_Passage provided_:
++++++++

Michael P. Huseby – CFO: Yes, through the Windows 8 app and also there are certain other within the Microsoft arrangement, for example, Windows phone and other devices that are Win 8 devices – were – devices on which Win 8 runs Microsoft and we have agreed to any agreements, other revenue sources.
Matthew Fassler – Goldman Sachs: Second question for William or I guess anyone else just kind of a high level question on the interaction of NOOK business and the College business. Can you talk to us about how the stores if at all are enabling you to kind of achieve kind of franchise situation with universities as it relates to their professors or the class of digital content, obviously, you have the physical presence and how are you actually using that to ensure that you have a prominent digital presence on campus?
William J. Lynch, Jr. – CEO: Well, first of all, digital education – the shift to digital from analog content in higher ed digital education is just starting to happen. So, there should be a recognition that we think we’re three years behind what we saw on the trade side. Having said that, our CAGR suggest we’re going to see digital education content growth over the next five years something approximating 50%. So, the way we’re going to approach that is we made no secret we’re investing, starting to invest in the digital education platform and have been investing and we’re going to use the 620 some odd schools and our relationships with schools and faculty to run pilots as we have been doing for the distribution of digital education materials. We service close to 5 million students in those schools. We have relationships with faculty and administrators and so what we’re doing is and rather quietly trying to hone that platform and you’ll see us make some announcements in the future. So, schools like Columbia, Penn Harvard, Michigan those are all college – Barnes & Noble college bookstores where we have those relationships and so what we’re trying to do is get the product right and make some strategic moves to position us well as that market emerges again behind consumer trade.
Matthew Fassler – Goldman Sachs: Then one more question before I give the mike to someone else. The growth in digital content seems to be moderating certainly for you, a 30% is very good number, you were 46% last quarter, the numbers for the marketplace are sort of tough to get to, but they also seem to be moderating a bit. What’s your take on the likely trajectory of growth in this market, given that we’re still fairly early in penetration? Is this a number for the market and for Barnes & Noble that you think continues to decelerate. Is there a reason why it would pick back up?

++++++++

_Problem statement_: According to the earnings call transcript, how many students does the company serve in the schools where it runs college bookstores?

++++++++

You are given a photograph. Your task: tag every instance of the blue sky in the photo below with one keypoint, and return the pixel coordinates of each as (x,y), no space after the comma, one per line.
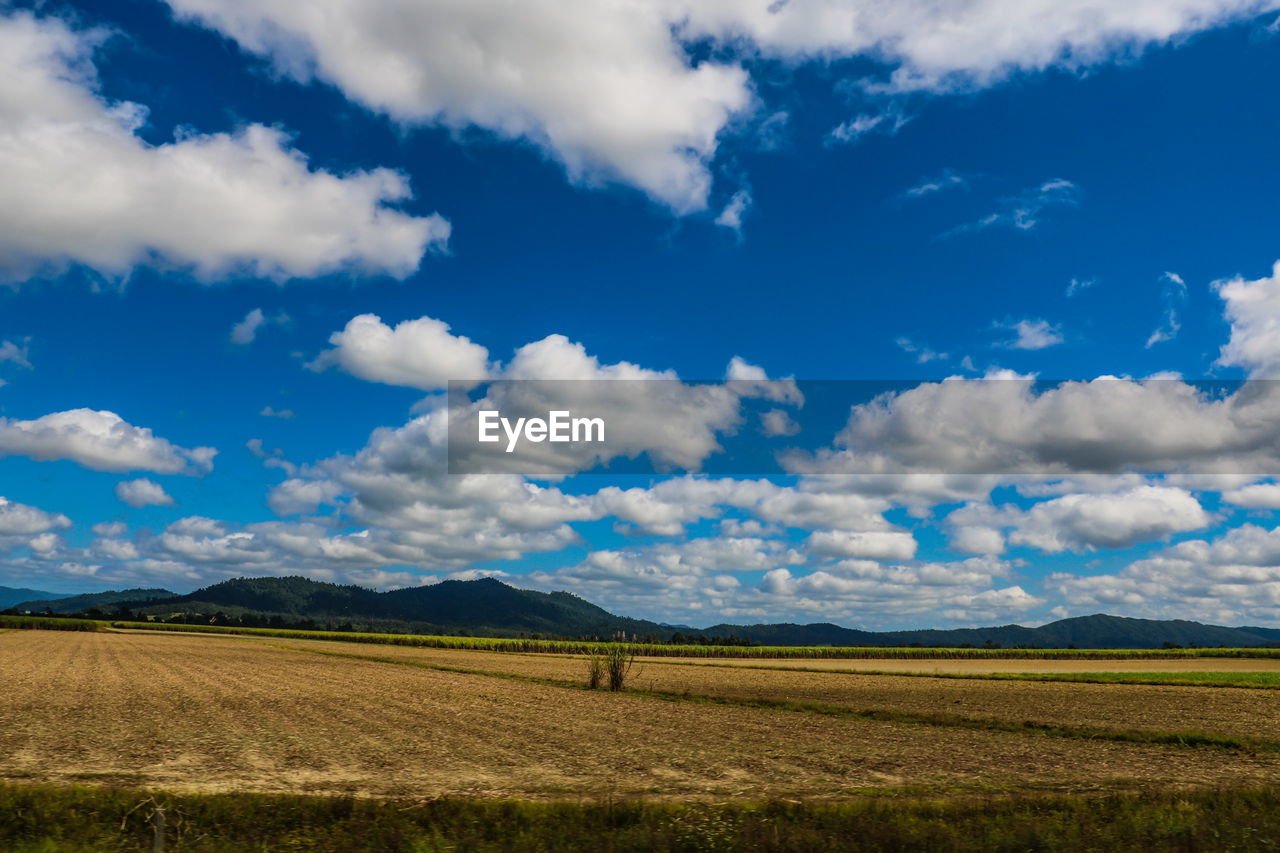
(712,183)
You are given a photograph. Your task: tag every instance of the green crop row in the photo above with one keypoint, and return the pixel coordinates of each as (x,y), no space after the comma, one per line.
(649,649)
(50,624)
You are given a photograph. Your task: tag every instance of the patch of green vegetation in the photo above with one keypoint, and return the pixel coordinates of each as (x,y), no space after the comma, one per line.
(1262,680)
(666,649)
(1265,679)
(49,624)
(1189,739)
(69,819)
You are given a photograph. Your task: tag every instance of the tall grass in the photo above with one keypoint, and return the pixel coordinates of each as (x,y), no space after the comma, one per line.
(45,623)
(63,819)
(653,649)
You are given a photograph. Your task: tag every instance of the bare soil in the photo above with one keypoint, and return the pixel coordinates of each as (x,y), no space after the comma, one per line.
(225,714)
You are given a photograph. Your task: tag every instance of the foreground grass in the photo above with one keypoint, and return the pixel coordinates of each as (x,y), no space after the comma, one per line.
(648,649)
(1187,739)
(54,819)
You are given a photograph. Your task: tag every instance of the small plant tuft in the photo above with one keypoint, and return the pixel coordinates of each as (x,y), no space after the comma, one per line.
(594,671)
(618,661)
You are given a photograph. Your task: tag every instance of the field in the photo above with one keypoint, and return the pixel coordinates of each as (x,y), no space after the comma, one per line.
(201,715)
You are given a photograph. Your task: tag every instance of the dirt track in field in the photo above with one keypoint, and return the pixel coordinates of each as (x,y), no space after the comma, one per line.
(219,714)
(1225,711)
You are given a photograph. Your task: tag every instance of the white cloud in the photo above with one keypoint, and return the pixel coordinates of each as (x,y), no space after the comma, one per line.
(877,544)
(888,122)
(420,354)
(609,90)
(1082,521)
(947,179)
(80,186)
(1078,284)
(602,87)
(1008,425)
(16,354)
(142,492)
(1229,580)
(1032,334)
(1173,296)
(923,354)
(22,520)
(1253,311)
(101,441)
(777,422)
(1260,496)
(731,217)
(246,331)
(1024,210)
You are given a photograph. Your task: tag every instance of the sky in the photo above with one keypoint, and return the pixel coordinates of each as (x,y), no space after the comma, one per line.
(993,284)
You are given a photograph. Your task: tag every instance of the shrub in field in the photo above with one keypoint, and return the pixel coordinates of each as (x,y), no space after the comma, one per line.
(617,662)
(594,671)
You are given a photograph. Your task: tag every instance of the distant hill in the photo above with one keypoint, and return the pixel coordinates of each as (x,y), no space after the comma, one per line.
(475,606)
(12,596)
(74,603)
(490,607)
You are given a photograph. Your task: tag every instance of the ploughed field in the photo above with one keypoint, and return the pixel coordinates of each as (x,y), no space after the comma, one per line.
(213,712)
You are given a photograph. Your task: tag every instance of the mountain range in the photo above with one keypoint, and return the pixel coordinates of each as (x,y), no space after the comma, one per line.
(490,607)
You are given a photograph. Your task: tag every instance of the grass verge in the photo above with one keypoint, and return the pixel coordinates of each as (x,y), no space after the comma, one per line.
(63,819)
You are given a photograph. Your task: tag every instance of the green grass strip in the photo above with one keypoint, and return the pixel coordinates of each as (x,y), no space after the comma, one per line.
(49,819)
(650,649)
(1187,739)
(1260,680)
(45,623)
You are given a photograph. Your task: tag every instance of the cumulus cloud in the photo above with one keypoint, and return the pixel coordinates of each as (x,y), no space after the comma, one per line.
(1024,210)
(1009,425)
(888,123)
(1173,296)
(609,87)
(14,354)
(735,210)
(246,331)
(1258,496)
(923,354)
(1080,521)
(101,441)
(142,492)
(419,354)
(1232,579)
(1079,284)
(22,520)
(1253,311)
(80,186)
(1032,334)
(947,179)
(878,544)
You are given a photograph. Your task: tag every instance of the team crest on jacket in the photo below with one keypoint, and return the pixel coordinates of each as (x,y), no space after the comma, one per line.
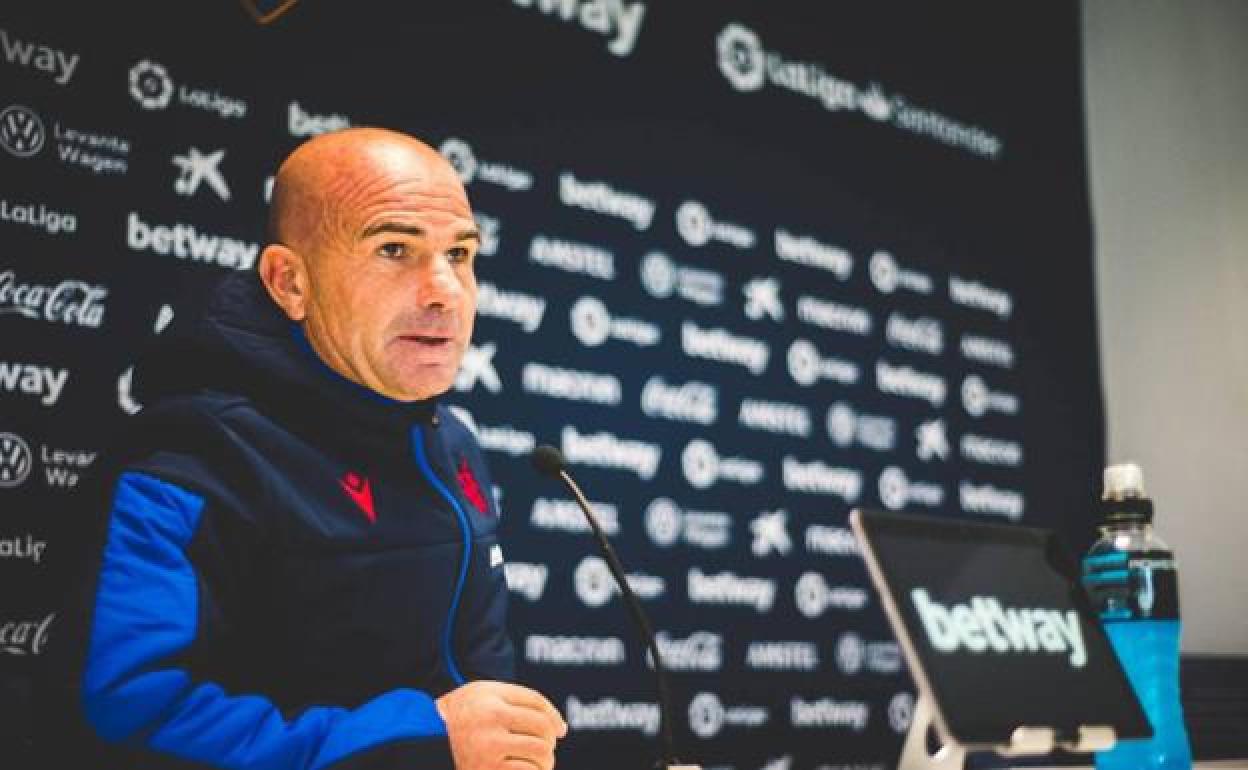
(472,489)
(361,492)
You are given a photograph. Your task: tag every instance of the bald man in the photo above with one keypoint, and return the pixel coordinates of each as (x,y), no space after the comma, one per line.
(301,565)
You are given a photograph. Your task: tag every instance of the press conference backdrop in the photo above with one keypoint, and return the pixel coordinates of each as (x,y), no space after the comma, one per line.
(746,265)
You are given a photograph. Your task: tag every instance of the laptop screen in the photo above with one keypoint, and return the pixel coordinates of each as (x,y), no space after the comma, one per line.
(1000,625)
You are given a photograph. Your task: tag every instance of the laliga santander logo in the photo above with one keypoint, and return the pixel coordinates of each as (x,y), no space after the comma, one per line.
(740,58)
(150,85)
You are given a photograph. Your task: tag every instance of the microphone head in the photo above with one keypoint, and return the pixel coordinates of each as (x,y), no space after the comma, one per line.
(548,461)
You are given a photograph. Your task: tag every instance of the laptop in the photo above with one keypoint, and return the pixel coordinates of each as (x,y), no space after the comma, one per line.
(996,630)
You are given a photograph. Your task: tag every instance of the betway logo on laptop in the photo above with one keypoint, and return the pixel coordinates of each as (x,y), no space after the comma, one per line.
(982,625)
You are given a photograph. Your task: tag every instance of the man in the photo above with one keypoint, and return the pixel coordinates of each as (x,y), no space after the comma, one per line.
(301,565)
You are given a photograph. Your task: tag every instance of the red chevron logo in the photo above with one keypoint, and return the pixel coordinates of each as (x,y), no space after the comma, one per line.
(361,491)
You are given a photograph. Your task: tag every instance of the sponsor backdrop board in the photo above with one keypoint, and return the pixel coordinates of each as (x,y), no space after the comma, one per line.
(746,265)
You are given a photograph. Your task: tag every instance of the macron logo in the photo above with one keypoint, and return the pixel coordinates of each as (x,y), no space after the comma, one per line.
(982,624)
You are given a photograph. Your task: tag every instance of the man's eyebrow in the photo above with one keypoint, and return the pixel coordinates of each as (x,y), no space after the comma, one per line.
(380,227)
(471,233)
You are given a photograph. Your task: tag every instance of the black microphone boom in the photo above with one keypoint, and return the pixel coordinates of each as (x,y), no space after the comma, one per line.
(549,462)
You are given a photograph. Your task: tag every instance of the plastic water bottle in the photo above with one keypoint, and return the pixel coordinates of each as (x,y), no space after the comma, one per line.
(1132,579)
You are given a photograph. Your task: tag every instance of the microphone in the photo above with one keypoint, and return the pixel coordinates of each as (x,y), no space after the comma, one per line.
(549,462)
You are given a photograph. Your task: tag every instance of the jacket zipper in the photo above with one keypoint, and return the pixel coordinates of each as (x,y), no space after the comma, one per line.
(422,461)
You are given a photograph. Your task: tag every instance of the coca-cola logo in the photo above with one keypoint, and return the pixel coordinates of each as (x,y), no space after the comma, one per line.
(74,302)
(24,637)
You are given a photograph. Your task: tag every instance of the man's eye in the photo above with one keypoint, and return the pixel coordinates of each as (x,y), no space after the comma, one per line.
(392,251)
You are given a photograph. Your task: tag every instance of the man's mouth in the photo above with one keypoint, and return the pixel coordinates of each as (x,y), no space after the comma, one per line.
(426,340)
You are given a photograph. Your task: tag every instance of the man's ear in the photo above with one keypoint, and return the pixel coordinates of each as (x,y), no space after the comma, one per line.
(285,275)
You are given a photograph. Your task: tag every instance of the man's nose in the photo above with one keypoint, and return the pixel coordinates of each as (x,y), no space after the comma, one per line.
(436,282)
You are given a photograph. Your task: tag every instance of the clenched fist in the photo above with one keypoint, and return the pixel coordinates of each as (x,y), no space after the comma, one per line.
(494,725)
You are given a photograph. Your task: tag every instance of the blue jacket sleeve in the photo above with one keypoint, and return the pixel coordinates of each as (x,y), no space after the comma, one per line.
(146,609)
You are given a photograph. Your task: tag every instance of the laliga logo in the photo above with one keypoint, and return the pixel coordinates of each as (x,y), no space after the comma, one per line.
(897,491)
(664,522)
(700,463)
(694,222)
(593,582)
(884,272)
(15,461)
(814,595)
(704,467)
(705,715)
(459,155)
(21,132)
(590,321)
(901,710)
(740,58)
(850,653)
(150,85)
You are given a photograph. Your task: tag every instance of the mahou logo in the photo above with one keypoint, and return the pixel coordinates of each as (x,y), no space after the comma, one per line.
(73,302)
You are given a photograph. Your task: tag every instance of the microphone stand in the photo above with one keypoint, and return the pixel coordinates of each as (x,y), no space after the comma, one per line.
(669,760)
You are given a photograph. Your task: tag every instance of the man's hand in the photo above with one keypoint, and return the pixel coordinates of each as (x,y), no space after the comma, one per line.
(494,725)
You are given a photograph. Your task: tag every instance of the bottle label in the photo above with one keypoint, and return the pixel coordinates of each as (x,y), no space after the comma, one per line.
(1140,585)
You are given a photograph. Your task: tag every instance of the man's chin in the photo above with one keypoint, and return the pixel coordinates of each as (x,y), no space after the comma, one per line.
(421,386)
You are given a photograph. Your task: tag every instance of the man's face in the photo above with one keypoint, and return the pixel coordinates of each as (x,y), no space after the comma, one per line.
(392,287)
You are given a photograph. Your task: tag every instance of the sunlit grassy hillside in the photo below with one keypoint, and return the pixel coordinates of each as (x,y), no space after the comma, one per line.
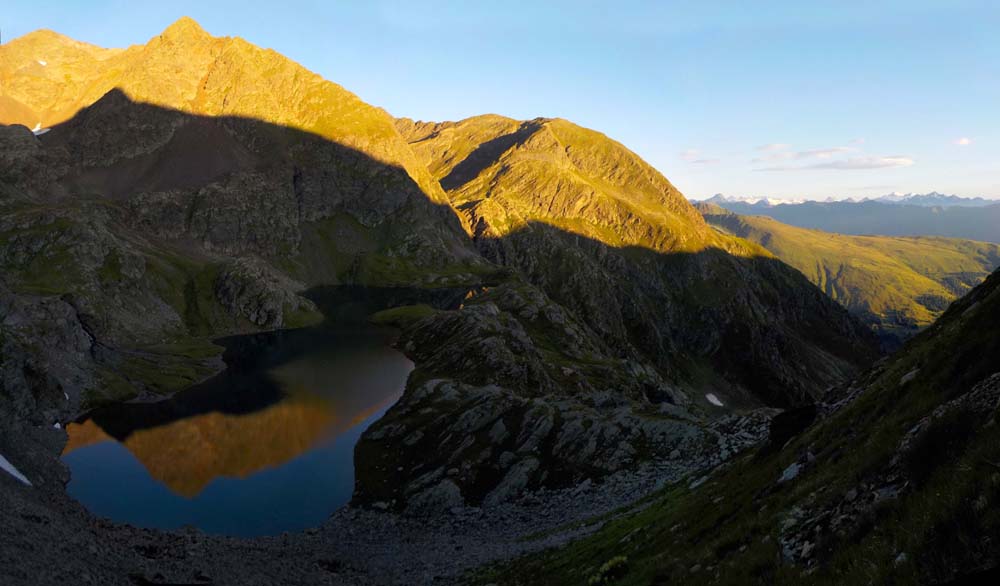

++++++++

_Task output_: Close to 5 million students.